» **GOAL OF THE EXERCISE**
In the passage on hate groups and the "Freedom Convoy" protests, by how much does the 2012 paper find a county's number of hate groups rises for every 10 percent additional evangelicals?

Trump’s populist message, Monnat and Brown write in their
conclusion,
may have been attractive to many long-term Democratic voters
in these places who felt abandoned by a Democratic Party that has failed to
articulate a strong pro-working class message, whose agendas often emphasize
policies and programs to help the poor at what seems like the expense of the
working-class, and who evidently believed it did not have to work very hard to
earn votes from behind the “big blue wall.”
In “Social Capital, Religion,
Wal-Mart, and Hate Groups in America,” a 2012 paper, Stephan J. Goetz of Penn State, Anil Rupasingha, a
research economist at the Department of Agriculture, and Scott Loveridge of Michigan State University
found that “Higher incomes, more income inequality, higher crime rates, and the
presence of more Wal-Mart Stores and foreign-born populations are each
associated with a more likely presence of one or more hate groups in the county.”
The Wal-Mart effect, they wrote,
likely results from the “economic turmoil” as communities “experience steep
decline in their traditional downtown shopping districts.”
Two factors work to lower the
likelihood of hate group formation, they write, “a higher stock of social
capital is associated with fewer hate groups,” and “a greater share of mainline
Protestant adherents is associated with fewer hate groups.”
The opposite is true, Goetz,
Rupasingha and Loveridge found, “for evangelical Protestant adherents,” writing
that “for every 10 percent additional evangelical in a county, the number of
hate groups in that county increases by 17 percent.”
Regardless of the sources of
discontent and regardless of the characteristic of those leading the assault on
the liberal democratic state, there is no question that the truckers’
insurgency in Canada is catching fire abroad — currently in France, Britain,
Belgium, New Zealand and Australia.
“Canada’s ‘Freedom Convoy’
protests go global: Australia to Austria witness anti-COVID vaccine agitations,”
is the headline on a Feb. 11 FirstPost article
that describes developments in several countries:
“Police and anti-vaccine protesters
clashed on the grounds of New Zealand’s parliament, with dozens arrested after
demonstrators who laid siege to the legislature for three days were ordered to
move on.”
And: “Brussels authorities have
banned an upcoming ‘freedom convoy’ protest from entering the Belgian capital.”
And: “French police warned Thursday
they would prevent so-called ‘Freedom Convoys’ from blockading Paris, as
protesters against Covid rules began to drive towards the capital.”
And: “Austria also announced a ban
on any motor protests as several hundred vehicles were set to converge Friday
in central Vienna, as well as near a major public park in the Austrian
capital.”

» **DATA**

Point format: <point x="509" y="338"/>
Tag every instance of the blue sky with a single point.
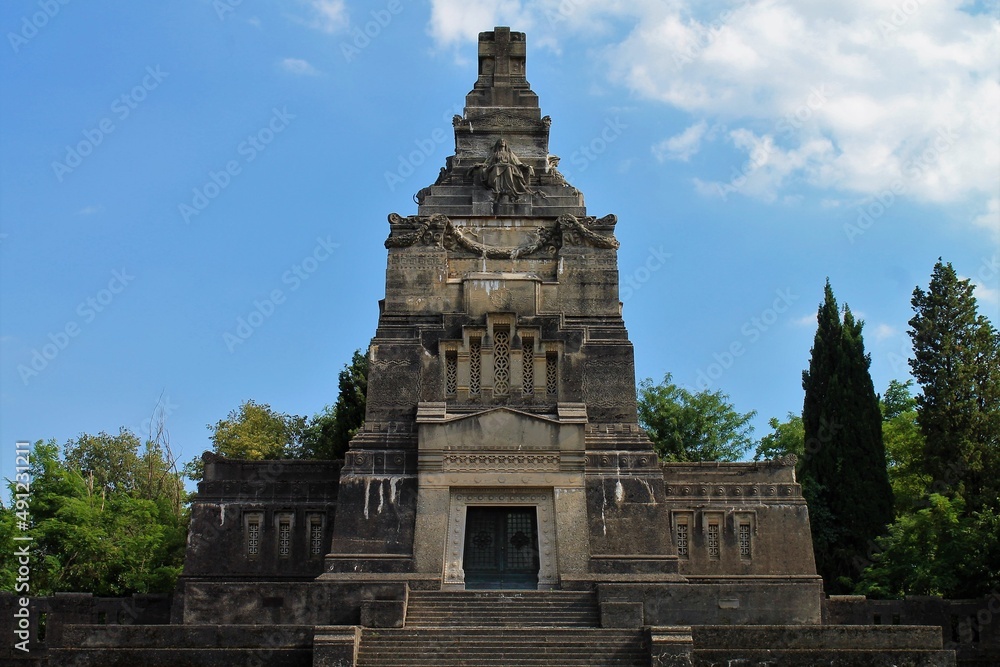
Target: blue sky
<point x="170" y="170"/>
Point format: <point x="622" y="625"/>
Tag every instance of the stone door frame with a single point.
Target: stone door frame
<point x="542" y="499"/>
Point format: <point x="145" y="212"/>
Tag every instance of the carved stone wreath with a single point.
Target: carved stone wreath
<point x="438" y="230"/>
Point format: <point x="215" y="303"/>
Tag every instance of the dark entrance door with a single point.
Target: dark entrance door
<point x="501" y="548"/>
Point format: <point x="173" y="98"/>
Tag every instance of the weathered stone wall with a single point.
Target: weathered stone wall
<point x="761" y="498"/>
<point x="970" y="627"/>
<point x="232" y="492"/>
<point x="49" y="616"/>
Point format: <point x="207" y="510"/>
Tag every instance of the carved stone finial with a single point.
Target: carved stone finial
<point x="504" y="173"/>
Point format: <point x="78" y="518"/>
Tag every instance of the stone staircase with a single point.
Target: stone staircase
<point x="502" y="629"/>
<point x="502" y="609"/>
<point x="503" y="647"/>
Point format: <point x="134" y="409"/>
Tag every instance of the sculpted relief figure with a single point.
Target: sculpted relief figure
<point x="504" y="173"/>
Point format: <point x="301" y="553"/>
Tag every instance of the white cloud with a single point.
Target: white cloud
<point x="298" y="67"/>
<point x="852" y="97"/>
<point x="990" y="218"/>
<point x="329" y="15"/>
<point x="682" y="146"/>
<point x="885" y="332"/>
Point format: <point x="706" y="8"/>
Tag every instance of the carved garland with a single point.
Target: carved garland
<point x="438" y="230"/>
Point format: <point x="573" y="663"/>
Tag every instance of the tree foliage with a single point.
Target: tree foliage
<point x="328" y="434"/>
<point x="904" y="446"/>
<point x="956" y="361"/>
<point x="786" y="438"/>
<point x="256" y="432"/>
<point x="844" y="477"/>
<point x="107" y="517"/>
<point x="939" y="549"/>
<point x="686" y="426"/>
<point x="944" y="452"/>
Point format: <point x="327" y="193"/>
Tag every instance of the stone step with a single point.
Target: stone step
<point x="524" y="647"/>
<point x="502" y="609"/>
<point x="840" y="657"/>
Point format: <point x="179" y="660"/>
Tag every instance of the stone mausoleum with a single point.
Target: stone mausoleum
<point x="501" y="506"/>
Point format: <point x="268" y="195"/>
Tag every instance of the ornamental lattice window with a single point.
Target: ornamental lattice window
<point x="713" y="541"/>
<point x="501" y="363"/>
<point x="528" y="367"/>
<point x="475" y="367"/>
<point x="253" y="537"/>
<point x="284" y="538"/>
<point x="451" y="373"/>
<point x="744" y="540"/>
<point x="316" y="537"/>
<point x="551" y="375"/>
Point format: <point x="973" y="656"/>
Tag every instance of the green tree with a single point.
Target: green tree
<point x="255" y="431"/>
<point x="92" y="534"/>
<point x="844" y="478"/>
<point x="329" y="432"/>
<point x="956" y="361"/>
<point x="904" y="447"/>
<point x="786" y="438"/>
<point x="686" y="426"/>
<point x="937" y="550"/>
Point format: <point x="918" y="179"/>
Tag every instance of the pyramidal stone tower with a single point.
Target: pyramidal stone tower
<point x="501" y="505"/>
<point x="501" y="445"/>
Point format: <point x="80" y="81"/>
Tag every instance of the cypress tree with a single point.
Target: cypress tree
<point x="844" y="477"/>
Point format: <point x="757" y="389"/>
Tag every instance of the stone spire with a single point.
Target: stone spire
<point x="502" y="82"/>
<point x="501" y="165"/>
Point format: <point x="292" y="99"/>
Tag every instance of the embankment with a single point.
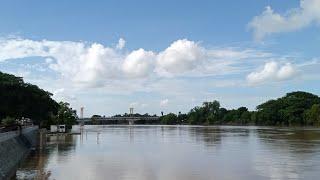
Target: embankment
<point x="14" y="147"/>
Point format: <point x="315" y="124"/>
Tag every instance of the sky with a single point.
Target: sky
<point x="108" y="56"/>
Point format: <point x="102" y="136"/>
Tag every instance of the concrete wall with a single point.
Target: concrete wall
<point x="14" y="147"/>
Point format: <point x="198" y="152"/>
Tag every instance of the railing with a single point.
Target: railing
<point x="11" y="134"/>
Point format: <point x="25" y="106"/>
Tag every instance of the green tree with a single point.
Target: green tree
<point x="19" y="99"/>
<point x="313" y="115"/>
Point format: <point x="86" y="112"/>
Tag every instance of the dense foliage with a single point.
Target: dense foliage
<point x="294" y="109"/>
<point x="19" y="99"/>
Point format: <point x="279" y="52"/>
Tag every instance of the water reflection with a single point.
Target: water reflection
<point x="177" y="152"/>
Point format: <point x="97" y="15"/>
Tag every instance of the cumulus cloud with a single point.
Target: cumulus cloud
<point x="121" y="43"/>
<point x="271" y="22"/>
<point x="164" y="102"/>
<point x="139" y="63"/>
<point x="95" y="65"/>
<point x="181" y="56"/>
<point x="272" y="71"/>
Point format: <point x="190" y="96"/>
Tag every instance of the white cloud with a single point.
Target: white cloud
<point x="272" y="71"/>
<point x="63" y="95"/>
<point x="121" y="43"/>
<point x="139" y="63"/>
<point x="270" y="22"/>
<point x="181" y="56"/>
<point x="95" y="65"/>
<point x="164" y="102"/>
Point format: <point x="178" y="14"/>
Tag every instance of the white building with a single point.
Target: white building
<point x="61" y="128"/>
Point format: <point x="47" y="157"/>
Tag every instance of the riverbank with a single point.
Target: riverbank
<point x="14" y="147"/>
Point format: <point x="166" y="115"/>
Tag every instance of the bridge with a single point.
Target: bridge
<point x="120" y="120"/>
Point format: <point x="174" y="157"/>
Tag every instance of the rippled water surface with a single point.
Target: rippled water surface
<point x="177" y="152"/>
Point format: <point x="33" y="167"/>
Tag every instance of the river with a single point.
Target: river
<point x="177" y="153"/>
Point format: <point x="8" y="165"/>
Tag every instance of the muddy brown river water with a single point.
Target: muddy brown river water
<point x="177" y="153"/>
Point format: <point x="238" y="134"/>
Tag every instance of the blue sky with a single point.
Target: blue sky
<point x="162" y="55"/>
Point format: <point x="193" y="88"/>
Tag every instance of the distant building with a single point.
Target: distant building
<point x="61" y="128"/>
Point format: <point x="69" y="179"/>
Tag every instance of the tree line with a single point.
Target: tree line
<point x="19" y="99"/>
<point x="294" y="109"/>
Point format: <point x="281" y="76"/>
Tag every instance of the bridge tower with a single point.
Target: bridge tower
<point x="131" y="111"/>
<point x="81" y="115"/>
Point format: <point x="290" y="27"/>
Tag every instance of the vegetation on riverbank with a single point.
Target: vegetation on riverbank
<point x="19" y="99"/>
<point x="294" y="109"/>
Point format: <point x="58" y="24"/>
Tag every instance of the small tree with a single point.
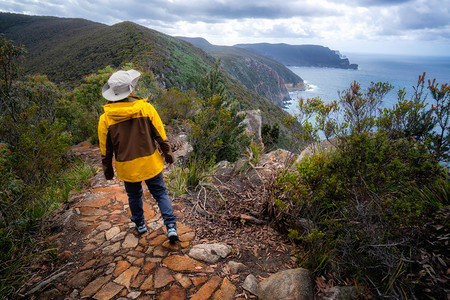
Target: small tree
<point x="217" y="129"/>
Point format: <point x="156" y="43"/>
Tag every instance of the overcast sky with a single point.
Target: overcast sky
<point x="364" y="26"/>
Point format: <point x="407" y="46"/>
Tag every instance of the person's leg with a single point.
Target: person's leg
<point x="134" y="192"/>
<point x="158" y="190"/>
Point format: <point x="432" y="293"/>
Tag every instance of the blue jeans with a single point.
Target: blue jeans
<point x="157" y="188"/>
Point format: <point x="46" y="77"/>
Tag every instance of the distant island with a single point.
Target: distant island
<point x="302" y="55"/>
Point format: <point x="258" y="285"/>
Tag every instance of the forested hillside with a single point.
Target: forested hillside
<point x="67" y="49"/>
<point x="266" y="76"/>
<point x="302" y="55"/>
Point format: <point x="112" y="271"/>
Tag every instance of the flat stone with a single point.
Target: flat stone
<point x="148" y="211"/>
<point x="89" y="264"/>
<point x="148" y="267"/>
<point x="127" y="276"/>
<point x="160" y="251"/>
<point x="250" y="284"/>
<point x="89" y="219"/>
<point x="98" y="239"/>
<point x="137" y="282"/>
<point x="119" y="219"/>
<point x="99" y="202"/>
<point x="287" y="284"/>
<point x="147" y="284"/>
<point x="135" y="253"/>
<point x="139" y="262"/>
<point x="236" y="267"/>
<point x="108" y="291"/>
<point x="210" y="253"/>
<point x="92" y="211"/>
<point x="171" y="246"/>
<point x="174" y="293"/>
<point x="131" y="241"/>
<point x="104" y="226"/>
<point x="80" y="279"/>
<point x="226" y="291"/>
<point x="119" y="236"/>
<point x="133" y="295"/>
<point x="111" y="249"/>
<point x="182" y="228"/>
<point x="183" y="280"/>
<point x="162" y="277"/>
<point x="158" y="240"/>
<point x="90" y="247"/>
<point x="199" y="280"/>
<point x="206" y="291"/>
<point x="122" y="197"/>
<point x="187" y="237"/>
<point x="94" y="286"/>
<point x="184" y="263"/>
<point x="121" y="266"/>
<point x="109" y="234"/>
<point x="184" y="244"/>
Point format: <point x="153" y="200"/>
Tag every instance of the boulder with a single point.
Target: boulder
<point x="210" y="253"/>
<point x="294" y="284"/>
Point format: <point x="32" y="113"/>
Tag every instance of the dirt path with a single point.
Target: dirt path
<point x="102" y="256"/>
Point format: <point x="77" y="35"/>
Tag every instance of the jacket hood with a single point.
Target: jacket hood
<point x="122" y="111"/>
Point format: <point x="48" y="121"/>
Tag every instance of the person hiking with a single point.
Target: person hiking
<point x="130" y="129"/>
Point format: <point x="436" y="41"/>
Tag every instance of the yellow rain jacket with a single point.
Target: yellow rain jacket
<point x="130" y="130"/>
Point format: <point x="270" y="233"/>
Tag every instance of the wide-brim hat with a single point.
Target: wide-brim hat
<point x="120" y="85"/>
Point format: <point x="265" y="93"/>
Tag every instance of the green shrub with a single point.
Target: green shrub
<point x="353" y="210"/>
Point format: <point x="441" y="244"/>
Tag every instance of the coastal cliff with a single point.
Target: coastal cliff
<point x="302" y="55"/>
<point x="269" y="78"/>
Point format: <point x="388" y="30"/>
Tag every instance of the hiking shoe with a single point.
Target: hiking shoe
<point x="172" y="233"/>
<point x="141" y="228"/>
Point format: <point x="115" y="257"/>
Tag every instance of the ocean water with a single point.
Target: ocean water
<point x="399" y="71"/>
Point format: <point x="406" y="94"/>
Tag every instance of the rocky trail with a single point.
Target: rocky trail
<point x="102" y="256"/>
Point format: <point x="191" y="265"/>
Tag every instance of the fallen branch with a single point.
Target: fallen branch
<point x="44" y="283"/>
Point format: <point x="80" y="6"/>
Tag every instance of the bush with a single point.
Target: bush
<point x="353" y="210"/>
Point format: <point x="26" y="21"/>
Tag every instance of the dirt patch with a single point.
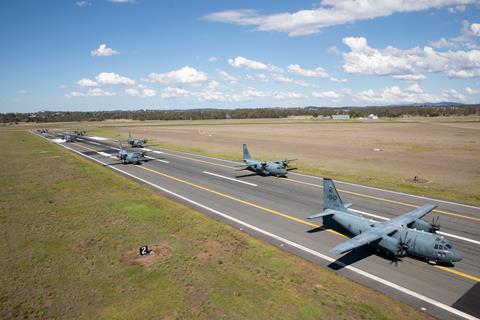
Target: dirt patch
<point x="158" y="253"/>
<point x="416" y="180"/>
<point x="432" y="149"/>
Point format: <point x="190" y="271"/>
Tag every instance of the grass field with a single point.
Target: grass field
<point x="444" y="152"/>
<point x="70" y="229"/>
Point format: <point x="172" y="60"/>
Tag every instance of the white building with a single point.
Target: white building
<point x="340" y="117"/>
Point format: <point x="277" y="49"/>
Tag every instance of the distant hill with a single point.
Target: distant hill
<point x="431" y="104"/>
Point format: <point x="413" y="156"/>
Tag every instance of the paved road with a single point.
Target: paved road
<point x="274" y="209"/>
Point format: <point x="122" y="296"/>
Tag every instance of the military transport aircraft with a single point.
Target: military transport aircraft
<point x="402" y="235"/>
<point x="135" y="143"/>
<point x="277" y="168"/>
<point x="130" y="157"/>
<point x="69" y="137"/>
<point x="80" y="133"/>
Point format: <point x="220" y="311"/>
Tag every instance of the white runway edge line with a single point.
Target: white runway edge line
<point x="291" y="243"/>
<point x="231" y="179"/>
<point x="159" y="160"/>
<point x="104" y="154"/>
<point x="339" y="181"/>
<point x="439" y="232"/>
<point x="361" y="212"/>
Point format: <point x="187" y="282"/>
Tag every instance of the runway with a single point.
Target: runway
<point x="275" y="210"/>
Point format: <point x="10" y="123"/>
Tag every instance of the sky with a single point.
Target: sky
<point x="89" y="55"/>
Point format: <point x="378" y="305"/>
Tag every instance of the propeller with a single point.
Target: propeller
<point x="435" y="224"/>
<point x="404" y="245"/>
<point x="395" y="259"/>
<point x="286" y="162"/>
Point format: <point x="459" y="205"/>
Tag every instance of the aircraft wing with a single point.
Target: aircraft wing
<point x="356" y="242"/>
<point x="412" y="215"/>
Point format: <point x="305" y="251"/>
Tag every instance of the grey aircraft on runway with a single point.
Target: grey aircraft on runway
<point x="130" y="157"/>
<point x="277" y="168"/>
<point x="69" y="137"/>
<point x="135" y="143"/>
<point x="402" y="235"/>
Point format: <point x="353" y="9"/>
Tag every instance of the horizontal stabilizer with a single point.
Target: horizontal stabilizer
<point x="321" y="214"/>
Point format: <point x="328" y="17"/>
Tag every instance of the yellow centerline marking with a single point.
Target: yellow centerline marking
<point x="345" y="191"/>
<point x="456" y="272"/>
<point x="459" y="273"/>
<point x="386" y="200"/>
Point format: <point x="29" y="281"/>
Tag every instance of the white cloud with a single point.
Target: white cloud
<point x="328" y="13"/>
<point x="212" y="85"/>
<point x="443" y="43"/>
<point x="82" y="4"/>
<point x="225" y="76"/>
<point x="334" y="50"/>
<point x="410" y="77"/>
<point x="97" y="92"/>
<point x="282" y="79"/>
<point x="475" y="28"/>
<point x="464" y="73"/>
<point x="240" y="62"/>
<point x="171" y="92"/>
<point x="453" y="94"/>
<point x="92" y="92"/>
<point x="252" y="92"/>
<point x="317" y="72"/>
<point x="75" y="94"/>
<point x="326" y="94"/>
<point x="408" y="64"/>
<point x="184" y="75"/>
<point x="141" y="91"/>
<point x="467" y="38"/>
<point x="459" y="8"/>
<point x="112" y="78"/>
<point x="84" y="82"/>
<point x="395" y="95"/>
<point x="278" y="95"/>
<point x="338" y="80"/>
<point x="103" y="51"/>
<point x="471" y="91"/>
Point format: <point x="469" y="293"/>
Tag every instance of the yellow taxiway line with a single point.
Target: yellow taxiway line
<point x="284" y="215"/>
<point x="387" y="200"/>
<point x="345" y="191"/>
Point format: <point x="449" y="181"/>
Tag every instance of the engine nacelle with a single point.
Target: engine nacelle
<point x="421" y="225"/>
<point x="390" y="244"/>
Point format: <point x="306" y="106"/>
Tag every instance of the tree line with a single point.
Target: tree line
<point x="244" y="113"/>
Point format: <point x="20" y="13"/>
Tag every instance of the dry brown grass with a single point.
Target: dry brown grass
<point x="444" y="153"/>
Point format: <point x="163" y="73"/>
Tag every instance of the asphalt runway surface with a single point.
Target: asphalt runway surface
<point x="275" y="210"/>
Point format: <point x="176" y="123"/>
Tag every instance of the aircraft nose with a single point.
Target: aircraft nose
<point x="455" y="255"/>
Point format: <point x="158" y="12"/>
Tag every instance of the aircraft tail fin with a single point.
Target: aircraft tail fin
<point x="331" y="198"/>
<point x="246" y="154"/>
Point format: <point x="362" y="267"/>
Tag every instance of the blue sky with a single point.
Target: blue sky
<point x="120" y="54"/>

» **REPLY**
By 17 percent.